_EXCERPT PROVIDED_
** Begin **

The official records, though, will reflect that the wonder boy’s name was Jabu Pule, whose sure first touch on the ball won the hearts of all those who swear by the Gold and Black.

Those who went to school with him remember Pule — known to them as Jeremiah Mahlangu — as an average schoolboy who, other than through his soccer skills, was never expected to amount to much in life.

An older generation of Daveyton residents had seen this type of talent before and it had tapered off with age. They had seen the ”Original Shuffle” — Jabu’s father Elias Mahlangu — now a sickly middle-aged man. But Jabu was destined to be different from his father — or was he?

For those who saw him grow up in the tough part of Daveyton — known as Emashanganini because of the predominance of Shangaan-speaking residents — the change of name was as surprising as the change in behaviour of one who had always been a quiet and assuming young man.

Pule, the Chiefs midfielder, is currently out on bail after being charged with statutory abduction after he allegedly went partying with a 16-year-old Soweto girl without her mother’s consent.

Having recently returned to the Chiefs line-up after being suspended for three months for missing training, Pule is now on the carpet after he yet again failed to join his team-mates at training. All this happens hardly a year after returning from a drug rehabilitation centre.

Elsewhere, the football obituary of a youngster who turns 23 on July 11 is already being written.

”Maybe the problem with this boy is that, after his mother’s death, the two families [maternal and paternal] never made peace. Maybe the ancestors are not happy with the way things happened,” offers Pule’s grandmother, Emma Khumalo, about her grandson’s wayward behaviour.

She cannot remember when exactly Pule’s mother died except that he was about 10 or 11 years old then.

”He was a good boy. Always respectful and he liked school and his soccer. I prayed that one day his soccer would take him as far as it could,” says Khumalo.

Then almost as an afterthought she adds: ”You know, ever since he played for Chiefs, we have not done the traditional things. We have not washed him [as is ritual after the death of a close family member].

”He has not erected a tombstone for his mother even though he can now afford it. Perhaps the Ma-hlangu ancestors are not happy with this ‘Pule’ surname,” she says.

** End **

_GIVEN DATA_
** Begin **

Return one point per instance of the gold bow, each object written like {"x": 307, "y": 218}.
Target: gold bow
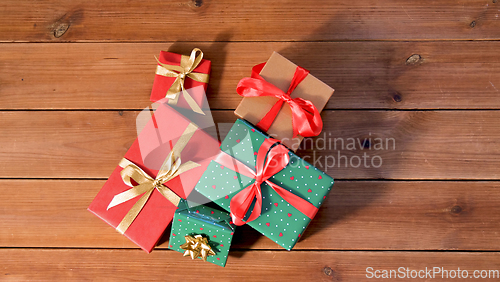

** End **

In the piece about Jabu Pule, what name did the people who went to school with him know him by?

_CORRECT OUTPUT_
Jeremiah Mahlangu